■ Task to carry out
Return only that part of the material below which starts with the line containing "Target: chalkboard menu" and goes on through the line containing "Target: bread roll", restated exactly.

........

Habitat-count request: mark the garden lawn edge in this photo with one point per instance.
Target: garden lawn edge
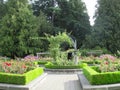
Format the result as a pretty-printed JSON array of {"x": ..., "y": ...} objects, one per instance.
[
  {"x": 96, "y": 78},
  {"x": 20, "y": 79}
]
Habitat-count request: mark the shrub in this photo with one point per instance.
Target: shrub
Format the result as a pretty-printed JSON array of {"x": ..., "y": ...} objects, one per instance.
[
  {"x": 20, "y": 79},
  {"x": 53, "y": 66},
  {"x": 16, "y": 67},
  {"x": 96, "y": 78}
]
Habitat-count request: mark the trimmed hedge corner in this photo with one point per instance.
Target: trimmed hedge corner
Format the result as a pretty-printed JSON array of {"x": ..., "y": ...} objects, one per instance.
[
  {"x": 96, "y": 78},
  {"x": 53, "y": 66},
  {"x": 20, "y": 79}
]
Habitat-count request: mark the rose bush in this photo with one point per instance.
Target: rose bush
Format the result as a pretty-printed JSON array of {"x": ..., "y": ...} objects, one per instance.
[
  {"x": 16, "y": 67},
  {"x": 107, "y": 63}
]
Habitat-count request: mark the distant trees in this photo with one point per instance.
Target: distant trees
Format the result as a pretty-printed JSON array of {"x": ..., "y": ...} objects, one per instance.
[
  {"x": 19, "y": 23},
  {"x": 17, "y": 27},
  {"x": 69, "y": 15},
  {"x": 106, "y": 31}
]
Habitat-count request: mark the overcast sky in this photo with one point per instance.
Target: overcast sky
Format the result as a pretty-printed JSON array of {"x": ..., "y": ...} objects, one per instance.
[{"x": 90, "y": 4}]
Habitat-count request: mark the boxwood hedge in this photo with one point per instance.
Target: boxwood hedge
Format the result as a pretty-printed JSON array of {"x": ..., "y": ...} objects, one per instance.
[
  {"x": 20, "y": 79},
  {"x": 55, "y": 66},
  {"x": 96, "y": 78}
]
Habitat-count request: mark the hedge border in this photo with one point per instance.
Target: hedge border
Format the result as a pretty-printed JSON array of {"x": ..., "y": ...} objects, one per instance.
[
  {"x": 50, "y": 65},
  {"x": 20, "y": 79},
  {"x": 96, "y": 78}
]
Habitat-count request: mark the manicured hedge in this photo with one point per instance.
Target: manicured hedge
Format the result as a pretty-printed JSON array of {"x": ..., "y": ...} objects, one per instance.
[
  {"x": 20, "y": 79},
  {"x": 96, "y": 78},
  {"x": 53, "y": 66}
]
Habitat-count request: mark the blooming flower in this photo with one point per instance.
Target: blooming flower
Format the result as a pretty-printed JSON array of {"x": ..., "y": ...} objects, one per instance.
[{"x": 8, "y": 64}]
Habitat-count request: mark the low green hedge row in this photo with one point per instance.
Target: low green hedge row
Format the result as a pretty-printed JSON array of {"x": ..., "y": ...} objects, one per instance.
[
  {"x": 54, "y": 66},
  {"x": 96, "y": 78},
  {"x": 20, "y": 79}
]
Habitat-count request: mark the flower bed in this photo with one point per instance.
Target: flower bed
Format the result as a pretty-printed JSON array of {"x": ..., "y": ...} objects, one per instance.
[
  {"x": 96, "y": 78},
  {"x": 53, "y": 66},
  {"x": 20, "y": 79}
]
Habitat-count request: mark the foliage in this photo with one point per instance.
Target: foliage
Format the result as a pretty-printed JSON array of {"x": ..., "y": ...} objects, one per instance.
[
  {"x": 43, "y": 27},
  {"x": 20, "y": 79},
  {"x": 17, "y": 67},
  {"x": 54, "y": 66},
  {"x": 106, "y": 31},
  {"x": 17, "y": 27},
  {"x": 55, "y": 41},
  {"x": 96, "y": 78},
  {"x": 69, "y": 15}
]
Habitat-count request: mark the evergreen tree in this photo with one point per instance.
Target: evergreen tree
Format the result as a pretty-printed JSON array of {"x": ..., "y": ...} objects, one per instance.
[
  {"x": 17, "y": 27},
  {"x": 107, "y": 25},
  {"x": 69, "y": 15}
]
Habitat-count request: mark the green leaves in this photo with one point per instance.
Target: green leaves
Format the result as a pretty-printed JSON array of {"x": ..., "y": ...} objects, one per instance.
[{"x": 15, "y": 34}]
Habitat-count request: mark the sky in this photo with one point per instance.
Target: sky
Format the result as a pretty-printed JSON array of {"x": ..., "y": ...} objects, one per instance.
[{"x": 90, "y": 4}]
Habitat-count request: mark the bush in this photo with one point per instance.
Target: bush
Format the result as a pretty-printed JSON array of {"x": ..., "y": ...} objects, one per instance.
[
  {"x": 20, "y": 79},
  {"x": 91, "y": 62},
  {"x": 96, "y": 78},
  {"x": 41, "y": 62},
  {"x": 53, "y": 66}
]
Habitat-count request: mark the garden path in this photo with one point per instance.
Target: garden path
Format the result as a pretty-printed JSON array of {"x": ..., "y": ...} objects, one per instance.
[{"x": 60, "y": 82}]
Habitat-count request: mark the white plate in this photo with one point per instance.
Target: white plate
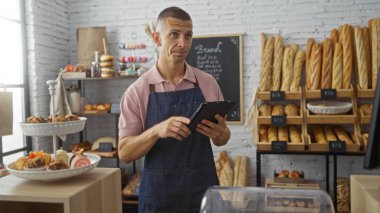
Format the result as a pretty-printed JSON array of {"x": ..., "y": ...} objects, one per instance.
[
  {"x": 55, "y": 174},
  {"x": 329, "y": 107},
  {"x": 48, "y": 129}
]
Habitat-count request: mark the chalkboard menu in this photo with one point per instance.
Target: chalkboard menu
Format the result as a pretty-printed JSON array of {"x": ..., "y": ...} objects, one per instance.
[{"x": 221, "y": 56}]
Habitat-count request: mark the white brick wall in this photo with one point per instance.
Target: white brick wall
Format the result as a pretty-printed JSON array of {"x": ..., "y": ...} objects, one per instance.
[{"x": 294, "y": 20}]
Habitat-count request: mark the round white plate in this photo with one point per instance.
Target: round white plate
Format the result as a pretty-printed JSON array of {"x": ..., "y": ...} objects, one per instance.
[
  {"x": 329, "y": 107},
  {"x": 48, "y": 129},
  {"x": 55, "y": 174}
]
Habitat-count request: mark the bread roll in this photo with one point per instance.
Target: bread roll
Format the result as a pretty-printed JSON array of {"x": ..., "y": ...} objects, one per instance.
[
  {"x": 367, "y": 50},
  {"x": 337, "y": 67},
  {"x": 277, "y": 63},
  {"x": 265, "y": 110},
  {"x": 266, "y": 72},
  {"x": 346, "y": 41},
  {"x": 287, "y": 67},
  {"x": 291, "y": 110},
  {"x": 329, "y": 133},
  {"x": 295, "y": 136},
  {"x": 318, "y": 134},
  {"x": 315, "y": 66},
  {"x": 272, "y": 133},
  {"x": 263, "y": 134},
  {"x": 309, "y": 47},
  {"x": 361, "y": 58},
  {"x": 283, "y": 134},
  {"x": 298, "y": 65},
  {"x": 327, "y": 64},
  {"x": 342, "y": 134},
  {"x": 278, "y": 109}
]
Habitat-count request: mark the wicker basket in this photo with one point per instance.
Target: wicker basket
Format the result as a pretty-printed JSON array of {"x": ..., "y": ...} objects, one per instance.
[{"x": 48, "y": 129}]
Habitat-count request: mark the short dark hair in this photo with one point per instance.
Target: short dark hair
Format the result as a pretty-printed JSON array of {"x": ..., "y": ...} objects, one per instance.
[{"x": 174, "y": 12}]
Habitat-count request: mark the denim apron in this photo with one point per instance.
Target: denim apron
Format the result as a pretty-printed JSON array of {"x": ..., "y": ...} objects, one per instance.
[{"x": 176, "y": 173}]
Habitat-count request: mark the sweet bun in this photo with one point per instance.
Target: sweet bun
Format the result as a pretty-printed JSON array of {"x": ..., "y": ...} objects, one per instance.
[{"x": 106, "y": 58}]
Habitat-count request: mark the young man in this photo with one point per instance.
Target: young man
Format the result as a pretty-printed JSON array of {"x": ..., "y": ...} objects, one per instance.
[{"x": 155, "y": 111}]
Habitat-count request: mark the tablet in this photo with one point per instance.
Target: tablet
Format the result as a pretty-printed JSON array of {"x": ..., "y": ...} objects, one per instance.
[{"x": 208, "y": 110}]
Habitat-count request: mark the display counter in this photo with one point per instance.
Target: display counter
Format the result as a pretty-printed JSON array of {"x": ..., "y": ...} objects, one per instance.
[{"x": 96, "y": 191}]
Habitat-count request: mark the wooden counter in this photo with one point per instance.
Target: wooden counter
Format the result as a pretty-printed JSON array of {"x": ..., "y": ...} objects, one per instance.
[{"x": 96, "y": 191}]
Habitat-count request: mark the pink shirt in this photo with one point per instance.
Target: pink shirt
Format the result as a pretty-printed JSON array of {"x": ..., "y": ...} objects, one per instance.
[{"x": 134, "y": 103}]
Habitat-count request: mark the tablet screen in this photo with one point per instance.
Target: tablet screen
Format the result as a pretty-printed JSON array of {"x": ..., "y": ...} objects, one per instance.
[{"x": 208, "y": 110}]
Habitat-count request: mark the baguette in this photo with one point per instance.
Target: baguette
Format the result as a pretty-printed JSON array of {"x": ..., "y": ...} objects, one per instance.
[
  {"x": 298, "y": 64},
  {"x": 367, "y": 50},
  {"x": 315, "y": 66},
  {"x": 266, "y": 72},
  {"x": 346, "y": 40},
  {"x": 277, "y": 63},
  {"x": 337, "y": 67},
  {"x": 327, "y": 64},
  {"x": 309, "y": 47},
  {"x": 362, "y": 69}
]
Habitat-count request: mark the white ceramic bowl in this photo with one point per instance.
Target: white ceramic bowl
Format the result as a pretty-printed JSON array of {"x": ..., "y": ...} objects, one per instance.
[{"x": 329, "y": 107}]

........

■ Task output
Target: chalkboard menu
Format the result as a pretty-printed JSON array of {"x": ..., "y": ...} objects, one per instance.
[{"x": 221, "y": 56}]
Habitat-count request: mark the white brick wall in this photo with one point per instance.
Target: white brick wall
Format the result as a pretty-printed JSON array of {"x": ..., "y": ...} objects, one per instance.
[{"x": 294, "y": 20}]
Habitat-count request: mark the round white plate in this photo with one point per instance.
Target: round white plate
Format the result as a pretty-printed JSON array of {"x": ..., "y": ...} objects, one per instance.
[
  {"x": 329, "y": 107},
  {"x": 48, "y": 129},
  {"x": 55, "y": 174}
]
Habitat-count request: mark the bread roll in this photo with one point per instance.
Target: bread roll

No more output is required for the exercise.